- **Goal**: Would it be possible to quote, exactly and in full, the lines from the one with "Could you point out every instance of the perched" through the end of the entries below?

--- Start ---

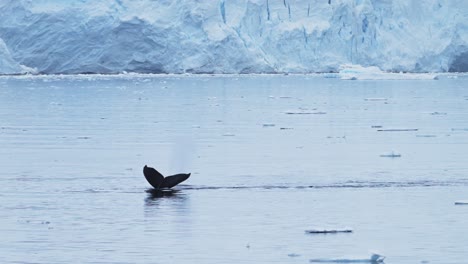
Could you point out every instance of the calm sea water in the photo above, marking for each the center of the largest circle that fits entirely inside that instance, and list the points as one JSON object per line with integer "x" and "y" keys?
{"x": 270, "y": 156}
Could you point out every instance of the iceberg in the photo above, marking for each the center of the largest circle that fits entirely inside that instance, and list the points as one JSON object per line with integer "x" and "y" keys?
{"x": 236, "y": 36}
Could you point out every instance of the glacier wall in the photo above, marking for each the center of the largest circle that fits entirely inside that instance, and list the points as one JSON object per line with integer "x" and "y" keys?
{"x": 231, "y": 36}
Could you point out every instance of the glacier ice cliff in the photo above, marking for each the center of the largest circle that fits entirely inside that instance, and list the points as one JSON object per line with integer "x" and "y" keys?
{"x": 231, "y": 36}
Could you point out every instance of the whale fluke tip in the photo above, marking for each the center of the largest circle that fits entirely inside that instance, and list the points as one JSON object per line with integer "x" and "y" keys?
{"x": 158, "y": 181}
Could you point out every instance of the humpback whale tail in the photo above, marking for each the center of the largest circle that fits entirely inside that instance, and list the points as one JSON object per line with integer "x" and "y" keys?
{"x": 158, "y": 181}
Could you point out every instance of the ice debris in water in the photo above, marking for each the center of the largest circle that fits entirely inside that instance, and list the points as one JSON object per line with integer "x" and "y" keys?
{"x": 268, "y": 125}
{"x": 328, "y": 231}
{"x": 374, "y": 258}
{"x": 358, "y": 72}
{"x": 391, "y": 155}
{"x": 397, "y": 130}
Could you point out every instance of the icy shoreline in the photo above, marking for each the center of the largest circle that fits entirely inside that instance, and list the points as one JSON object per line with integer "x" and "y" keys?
{"x": 242, "y": 36}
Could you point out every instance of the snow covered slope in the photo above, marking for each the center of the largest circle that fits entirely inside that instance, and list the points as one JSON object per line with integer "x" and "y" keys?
{"x": 232, "y": 36}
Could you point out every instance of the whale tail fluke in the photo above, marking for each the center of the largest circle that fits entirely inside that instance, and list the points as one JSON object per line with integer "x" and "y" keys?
{"x": 158, "y": 181}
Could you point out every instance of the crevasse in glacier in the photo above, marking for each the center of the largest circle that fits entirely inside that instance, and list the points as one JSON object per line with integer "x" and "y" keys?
{"x": 232, "y": 36}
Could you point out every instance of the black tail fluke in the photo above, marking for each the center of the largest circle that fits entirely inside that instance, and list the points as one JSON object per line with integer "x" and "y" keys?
{"x": 158, "y": 181}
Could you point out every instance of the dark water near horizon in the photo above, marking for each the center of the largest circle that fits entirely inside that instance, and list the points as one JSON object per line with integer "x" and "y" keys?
{"x": 270, "y": 157}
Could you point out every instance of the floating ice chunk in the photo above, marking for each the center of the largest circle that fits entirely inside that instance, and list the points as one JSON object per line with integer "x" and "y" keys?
{"x": 303, "y": 112}
{"x": 426, "y": 136}
{"x": 376, "y": 99}
{"x": 328, "y": 231}
{"x": 391, "y": 155}
{"x": 358, "y": 72}
{"x": 397, "y": 130}
{"x": 268, "y": 125}
{"x": 374, "y": 258}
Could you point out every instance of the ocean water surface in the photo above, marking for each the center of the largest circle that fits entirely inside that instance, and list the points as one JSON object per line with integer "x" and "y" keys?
{"x": 270, "y": 157}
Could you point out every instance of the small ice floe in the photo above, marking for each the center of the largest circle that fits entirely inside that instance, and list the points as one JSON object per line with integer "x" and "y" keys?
{"x": 358, "y": 72}
{"x": 391, "y": 155}
{"x": 268, "y": 125}
{"x": 438, "y": 113}
{"x": 376, "y": 99}
{"x": 303, "y": 112}
{"x": 426, "y": 136}
{"x": 374, "y": 258}
{"x": 328, "y": 231}
{"x": 397, "y": 130}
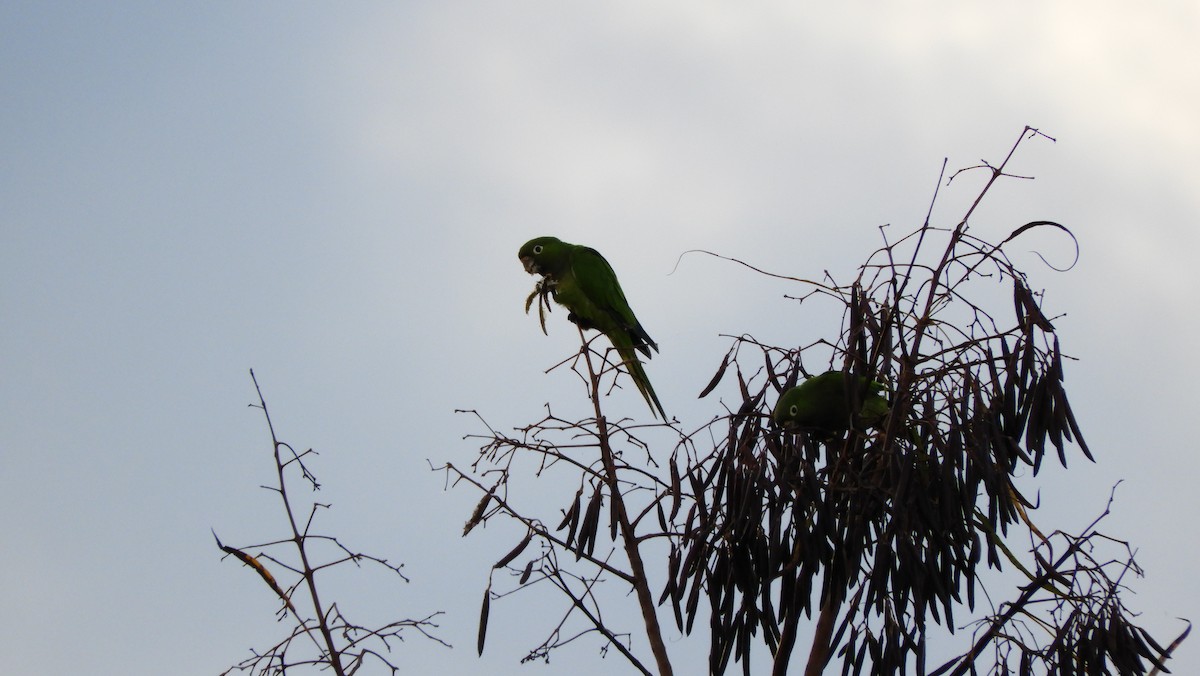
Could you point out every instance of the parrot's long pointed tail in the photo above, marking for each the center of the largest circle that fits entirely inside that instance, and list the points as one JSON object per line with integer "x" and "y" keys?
{"x": 637, "y": 372}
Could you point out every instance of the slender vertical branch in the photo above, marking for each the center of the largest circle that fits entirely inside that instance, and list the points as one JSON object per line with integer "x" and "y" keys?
{"x": 335, "y": 657}
{"x": 629, "y": 538}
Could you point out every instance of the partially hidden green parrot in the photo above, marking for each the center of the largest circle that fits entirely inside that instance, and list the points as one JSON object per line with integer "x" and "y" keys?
{"x": 582, "y": 281}
{"x": 821, "y": 404}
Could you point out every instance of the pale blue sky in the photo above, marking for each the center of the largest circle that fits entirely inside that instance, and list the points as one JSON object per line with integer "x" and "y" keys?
{"x": 335, "y": 195}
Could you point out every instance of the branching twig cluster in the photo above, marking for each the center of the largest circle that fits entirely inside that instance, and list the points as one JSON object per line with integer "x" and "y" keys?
{"x": 322, "y": 636}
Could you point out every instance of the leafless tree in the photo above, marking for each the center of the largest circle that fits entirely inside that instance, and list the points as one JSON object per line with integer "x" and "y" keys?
{"x": 877, "y": 537}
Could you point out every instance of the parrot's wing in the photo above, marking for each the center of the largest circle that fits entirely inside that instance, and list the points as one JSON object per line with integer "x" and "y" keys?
{"x": 599, "y": 282}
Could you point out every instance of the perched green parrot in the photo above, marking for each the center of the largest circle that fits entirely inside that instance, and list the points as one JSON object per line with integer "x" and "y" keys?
{"x": 821, "y": 404}
{"x": 583, "y": 282}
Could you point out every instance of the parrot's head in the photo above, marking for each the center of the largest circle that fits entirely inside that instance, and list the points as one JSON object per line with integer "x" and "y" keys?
{"x": 787, "y": 410}
{"x": 543, "y": 256}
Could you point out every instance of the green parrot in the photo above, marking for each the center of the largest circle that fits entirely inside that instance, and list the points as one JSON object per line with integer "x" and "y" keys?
{"x": 821, "y": 404}
{"x": 583, "y": 282}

--- End ---

- **Answer to this exercise**:
Could you point out every instance of the perched green parrot in the photo above, marking for each the center of the largest circle that fits entirely inside that instance, and list the points as one JSON object per line with integer "x" and "y" keys?
{"x": 821, "y": 404}
{"x": 583, "y": 282}
Could you point out every instance of the parrot's head in the photo above, marking for each the center of the largest circle that fits entirely inside that instance, and list the points as one JSON object per line with integer "x" and "y" keys?
{"x": 787, "y": 410}
{"x": 543, "y": 256}
Could you point out every instance of the green parrot in the photo above, marking for each the center of the largest circle that fits entirely inside that instance, and list the points as one JSON object per line with integer "x" and "y" keys?
{"x": 821, "y": 404}
{"x": 583, "y": 282}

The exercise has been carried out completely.